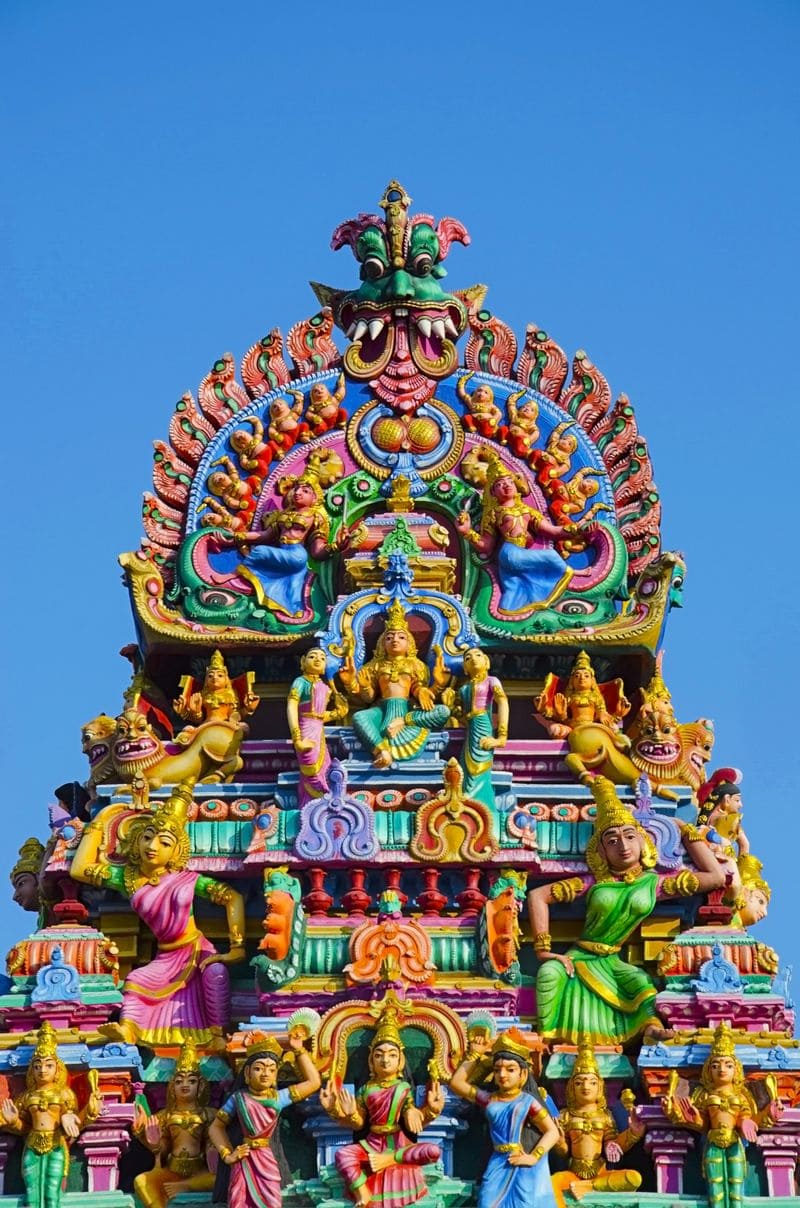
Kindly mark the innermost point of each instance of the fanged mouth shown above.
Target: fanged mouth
(659, 753)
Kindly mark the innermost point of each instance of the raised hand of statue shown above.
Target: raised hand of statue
(748, 1128)
(562, 959)
(613, 1151)
(70, 1125)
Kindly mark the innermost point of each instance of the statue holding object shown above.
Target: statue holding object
(384, 1166)
(177, 1136)
(521, 1128)
(723, 1109)
(590, 1137)
(256, 1105)
(184, 993)
(395, 729)
(46, 1115)
(590, 992)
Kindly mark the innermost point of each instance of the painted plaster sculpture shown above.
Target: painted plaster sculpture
(517, 1173)
(590, 1137)
(256, 1105)
(384, 1167)
(396, 727)
(177, 1136)
(723, 1109)
(183, 994)
(46, 1114)
(590, 991)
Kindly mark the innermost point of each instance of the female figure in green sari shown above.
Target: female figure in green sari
(590, 989)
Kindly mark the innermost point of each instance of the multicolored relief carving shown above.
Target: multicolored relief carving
(365, 553)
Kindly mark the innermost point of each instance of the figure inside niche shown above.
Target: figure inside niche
(531, 575)
(521, 1128)
(46, 1115)
(274, 557)
(184, 993)
(384, 1167)
(581, 701)
(723, 1109)
(324, 410)
(312, 703)
(590, 988)
(481, 414)
(177, 1136)
(255, 1105)
(590, 1137)
(476, 703)
(396, 726)
(523, 427)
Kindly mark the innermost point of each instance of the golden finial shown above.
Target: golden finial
(187, 1060)
(46, 1043)
(396, 617)
(30, 857)
(395, 203)
(387, 1031)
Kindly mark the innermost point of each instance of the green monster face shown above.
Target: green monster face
(401, 323)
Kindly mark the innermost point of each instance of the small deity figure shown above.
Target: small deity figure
(384, 1166)
(324, 408)
(276, 556)
(255, 1107)
(393, 729)
(723, 1109)
(24, 875)
(581, 701)
(590, 1137)
(590, 988)
(46, 1114)
(285, 427)
(555, 460)
(523, 424)
(216, 701)
(307, 713)
(178, 1136)
(476, 700)
(482, 413)
(521, 1128)
(254, 453)
(184, 993)
(531, 576)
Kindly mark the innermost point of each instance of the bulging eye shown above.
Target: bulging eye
(372, 268)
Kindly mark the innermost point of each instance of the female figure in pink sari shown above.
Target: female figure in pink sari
(184, 993)
(307, 713)
(255, 1174)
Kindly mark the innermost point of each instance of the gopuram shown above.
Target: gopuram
(395, 877)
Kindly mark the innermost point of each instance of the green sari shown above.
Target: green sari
(606, 999)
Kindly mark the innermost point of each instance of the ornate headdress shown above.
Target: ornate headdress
(30, 857)
(610, 812)
(511, 1044)
(387, 1031)
(46, 1047)
(585, 1063)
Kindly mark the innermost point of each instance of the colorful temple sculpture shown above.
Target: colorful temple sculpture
(394, 877)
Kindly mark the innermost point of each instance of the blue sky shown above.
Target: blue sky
(629, 176)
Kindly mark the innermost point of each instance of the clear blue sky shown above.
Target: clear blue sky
(629, 174)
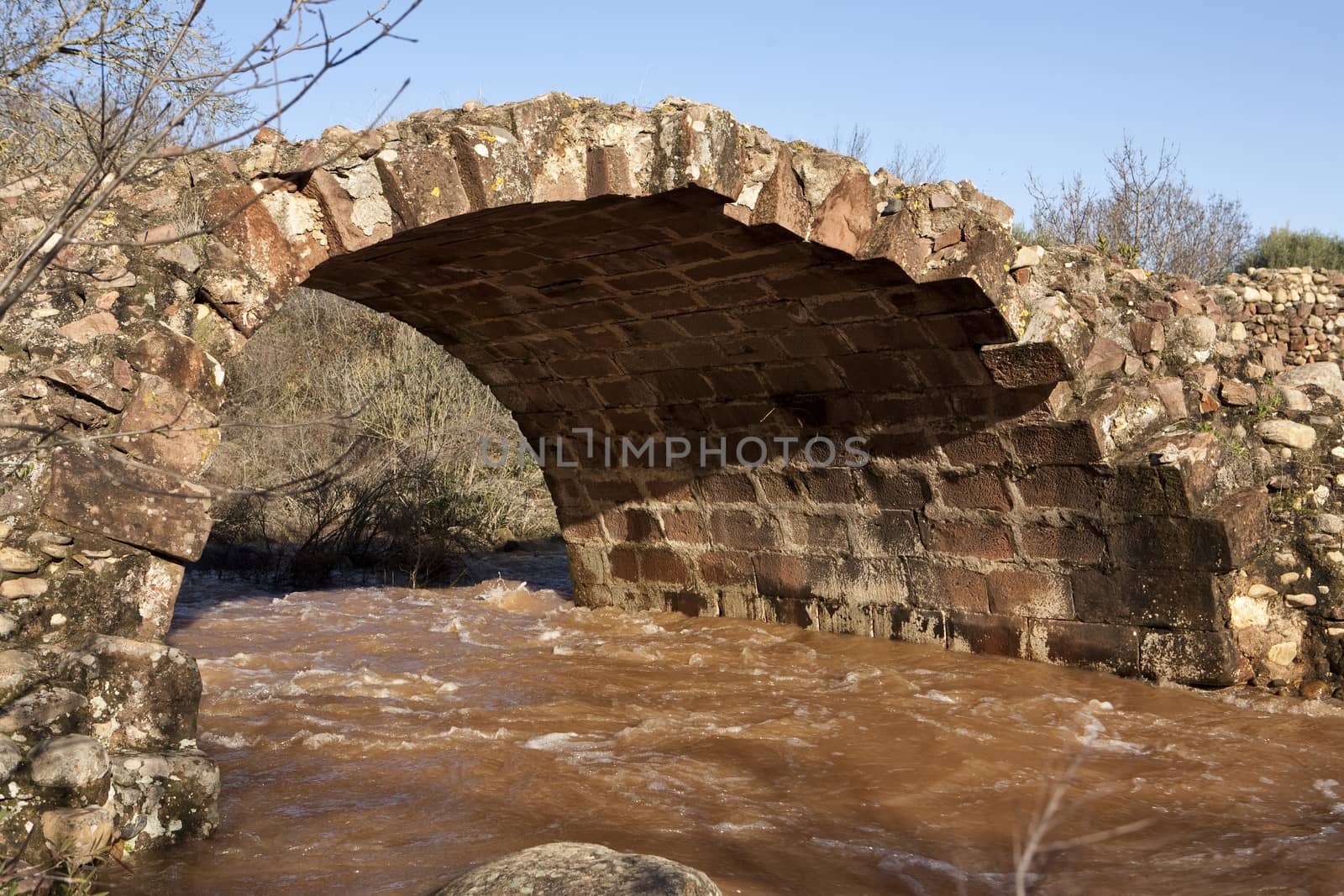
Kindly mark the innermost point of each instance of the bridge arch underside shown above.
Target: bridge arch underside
(981, 521)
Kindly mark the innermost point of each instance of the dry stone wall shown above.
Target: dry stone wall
(1068, 459)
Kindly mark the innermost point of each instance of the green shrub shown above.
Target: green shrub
(1284, 248)
(367, 450)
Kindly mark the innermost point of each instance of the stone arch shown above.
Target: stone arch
(663, 273)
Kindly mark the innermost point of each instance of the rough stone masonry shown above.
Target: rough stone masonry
(1072, 463)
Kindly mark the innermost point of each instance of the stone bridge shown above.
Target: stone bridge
(667, 273)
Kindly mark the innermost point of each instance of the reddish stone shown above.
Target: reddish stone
(241, 222)
(1030, 594)
(743, 530)
(89, 328)
(1079, 644)
(984, 540)
(165, 427)
(979, 449)
(725, 567)
(985, 633)
(1147, 336)
(1166, 598)
(1171, 392)
(102, 493)
(1063, 486)
(1077, 544)
(1106, 356)
(942, 586)
(974, 490)
(1236, 394)
(1077, 443)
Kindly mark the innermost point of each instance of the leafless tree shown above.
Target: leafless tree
(1151, 215)
(1073, 215)
(917, 164)
(853, 144)
(129, 112)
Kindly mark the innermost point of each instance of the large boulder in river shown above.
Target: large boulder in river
(581, 869)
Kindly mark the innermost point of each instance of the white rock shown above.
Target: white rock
(17, 589)
(1283, 653)
(1323, 375)
(1247, 613)
(1294, 399)
(73, 761)
(1297, 436)
(17, 560)
(1028, 257)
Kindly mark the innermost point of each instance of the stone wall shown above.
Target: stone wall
(1068, 461)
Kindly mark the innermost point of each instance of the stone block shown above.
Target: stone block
(1027, 593)
(1113, 647)
(1166, 598)
(983, 540)
(98, 492)
(987, 633)
(936, 584)
(1202, 658)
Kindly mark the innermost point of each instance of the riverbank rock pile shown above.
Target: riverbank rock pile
(1072, 461)
(1223, 382)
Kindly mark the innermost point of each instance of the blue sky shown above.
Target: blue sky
(1249, 92)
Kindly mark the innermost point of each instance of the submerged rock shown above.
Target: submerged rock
(581, 869)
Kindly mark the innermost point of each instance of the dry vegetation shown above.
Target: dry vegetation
(382, 432)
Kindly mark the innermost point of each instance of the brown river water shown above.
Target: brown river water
(381, 739)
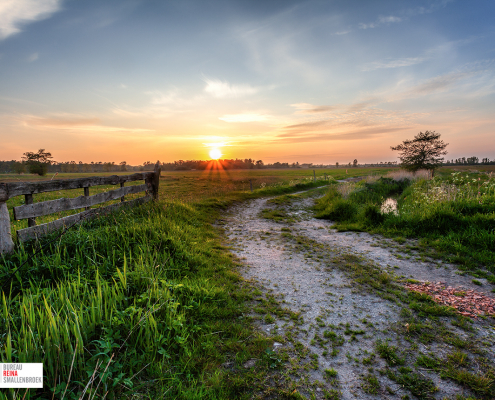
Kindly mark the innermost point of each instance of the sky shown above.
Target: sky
(282, 80)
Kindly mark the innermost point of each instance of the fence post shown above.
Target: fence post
(6, 243)
(122, 199)
(86, 193)
(155, 182)
(29, 200)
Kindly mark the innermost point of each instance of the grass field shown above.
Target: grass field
(453, 214)
(144, 302)
(187, 186)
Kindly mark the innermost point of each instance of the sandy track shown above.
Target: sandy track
(328, 300)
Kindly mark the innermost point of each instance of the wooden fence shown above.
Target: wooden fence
(32, 210)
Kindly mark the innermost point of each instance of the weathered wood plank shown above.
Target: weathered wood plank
(65, 204)
(37, 231)
(6, 243)
(28, 199)
(86, 193)
(18, 188)
(4, 196)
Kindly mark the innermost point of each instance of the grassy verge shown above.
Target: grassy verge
(453, 214)
(431, 339)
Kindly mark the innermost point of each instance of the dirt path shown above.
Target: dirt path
(333, 346)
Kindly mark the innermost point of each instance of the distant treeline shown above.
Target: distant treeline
(19, 167)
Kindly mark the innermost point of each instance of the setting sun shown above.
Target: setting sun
(215, 154)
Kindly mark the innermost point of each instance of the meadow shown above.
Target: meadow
(144, 302)
(452, 215)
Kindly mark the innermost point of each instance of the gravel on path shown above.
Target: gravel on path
(329, 303)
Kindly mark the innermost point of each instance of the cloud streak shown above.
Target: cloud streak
(16, 13)
(223, 89)
(77, 124)
(245, 117)
(382, 20)
(400, 62)
(350, 135)
(306, 108)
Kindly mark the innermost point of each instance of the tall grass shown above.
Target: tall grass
(144, 302)
(454, 213)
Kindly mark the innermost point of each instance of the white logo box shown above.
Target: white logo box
(21, 375)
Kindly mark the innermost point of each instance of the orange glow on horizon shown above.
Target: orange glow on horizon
(215, 154)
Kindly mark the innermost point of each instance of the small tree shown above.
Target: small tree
(38, 162)
(423, 152)
(18, 167)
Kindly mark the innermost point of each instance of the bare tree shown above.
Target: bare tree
(423, 152)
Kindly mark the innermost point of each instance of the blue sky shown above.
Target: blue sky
(307, 81)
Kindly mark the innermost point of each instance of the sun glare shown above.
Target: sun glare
(215, 154)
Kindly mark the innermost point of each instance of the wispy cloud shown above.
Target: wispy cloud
(76, 124)
(330, 136)
(16, 13)
(438, 84)
(382, 20)
(33, 57)
(306, 108)
(223, 89)
(244, 117)
(400, 62)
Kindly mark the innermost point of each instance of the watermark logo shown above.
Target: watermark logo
(21, 375)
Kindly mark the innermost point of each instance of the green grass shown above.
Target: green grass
(144, 301)
(148, 292)
(453, 215)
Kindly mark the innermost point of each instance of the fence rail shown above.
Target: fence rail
(32, 210)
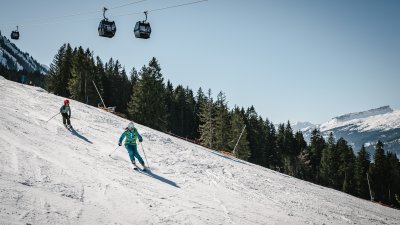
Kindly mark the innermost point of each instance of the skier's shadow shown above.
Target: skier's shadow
(162, 179)
(74, 132)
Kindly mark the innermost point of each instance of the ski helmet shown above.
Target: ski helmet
(131, 125)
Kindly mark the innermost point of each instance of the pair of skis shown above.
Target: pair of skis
(135, 167)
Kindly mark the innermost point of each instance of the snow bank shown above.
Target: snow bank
(49, 175)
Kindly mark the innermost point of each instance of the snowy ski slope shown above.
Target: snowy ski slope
(49, 175)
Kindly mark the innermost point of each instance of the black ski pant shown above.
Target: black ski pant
(66, 119)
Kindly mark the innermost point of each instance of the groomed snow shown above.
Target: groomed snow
(49, 175)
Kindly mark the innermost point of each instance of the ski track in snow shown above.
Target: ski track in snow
(50, 175)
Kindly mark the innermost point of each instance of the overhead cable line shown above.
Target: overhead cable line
(51, 21)
(73, 15)
(159, 9)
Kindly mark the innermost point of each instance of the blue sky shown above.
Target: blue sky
(297, 60)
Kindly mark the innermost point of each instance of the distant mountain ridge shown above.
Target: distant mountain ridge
(364, 128)
(13, 58)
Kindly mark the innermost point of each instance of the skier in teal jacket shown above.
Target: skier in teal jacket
(131, 135)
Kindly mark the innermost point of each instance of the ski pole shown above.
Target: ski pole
(52, 117)
(145, 155)
(113, 151)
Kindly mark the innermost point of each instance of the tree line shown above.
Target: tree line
(146, 98)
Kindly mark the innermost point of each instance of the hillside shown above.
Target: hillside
(13, 58)
(49, 175)
(365, 127)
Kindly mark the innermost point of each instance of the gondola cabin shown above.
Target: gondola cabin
(15, 34)
(107, 28)
(142, 30)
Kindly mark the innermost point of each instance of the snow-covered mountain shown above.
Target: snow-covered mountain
(50, 175)
(366, 128)
(13, 58)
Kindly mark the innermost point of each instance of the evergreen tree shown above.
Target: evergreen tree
(393, 179)
(170, 107)
(300, 145)
(242, 150)
(330, 164)
(207, 122)
(255, 137)
(270, 152)
(60, 71)
(221, 123)
(379, 172)
(199, 100)
(317, 144)
(147, 105)
(361, 169)
(346, 166)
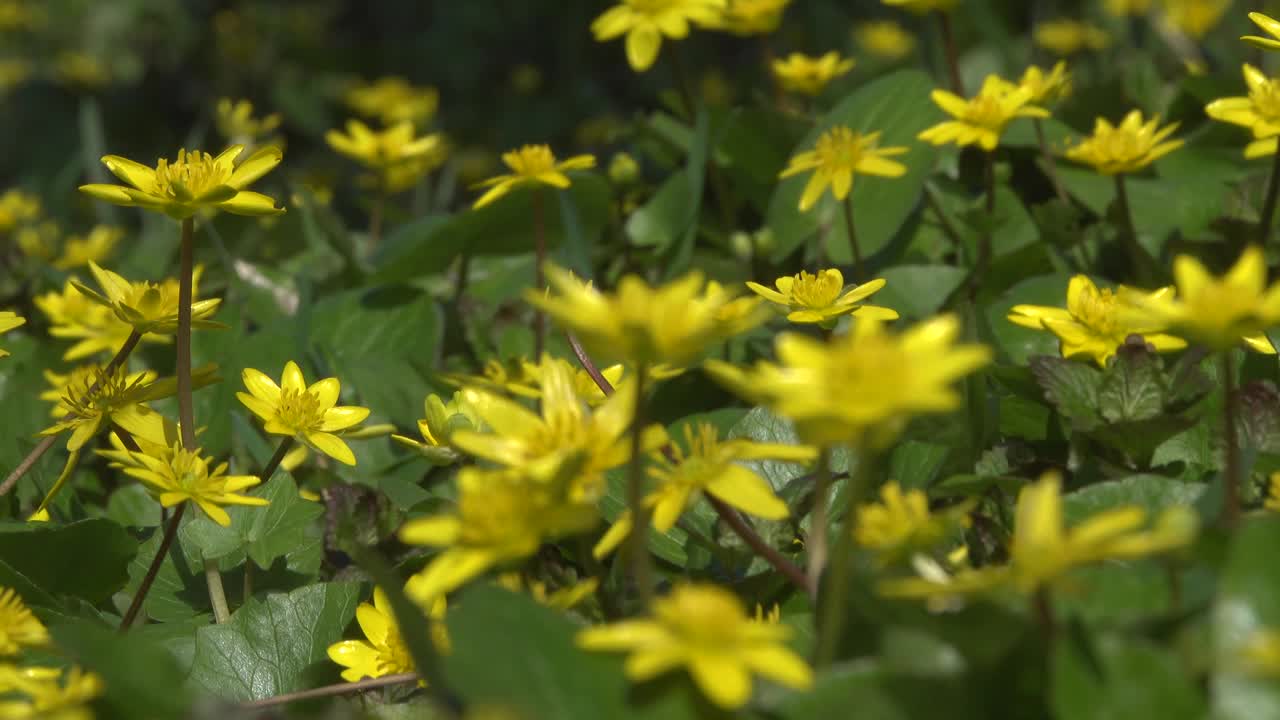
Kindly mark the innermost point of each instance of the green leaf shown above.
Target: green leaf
(897, 106)
(274, 645)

### Directive
Can you repeat everything in the records above, from the line containing "arch shown above." down to the line containing "(1072, 463)", with both of those lines included?

### Result for this task
Kindly mark the innermost point of each instance of the stone arch shown above.
Target: stone arch
(663, 273)
Kindly mark the innermost point of each instance of the rough stone masonry shown above.
Target: rough stone masonry
(1072, 463)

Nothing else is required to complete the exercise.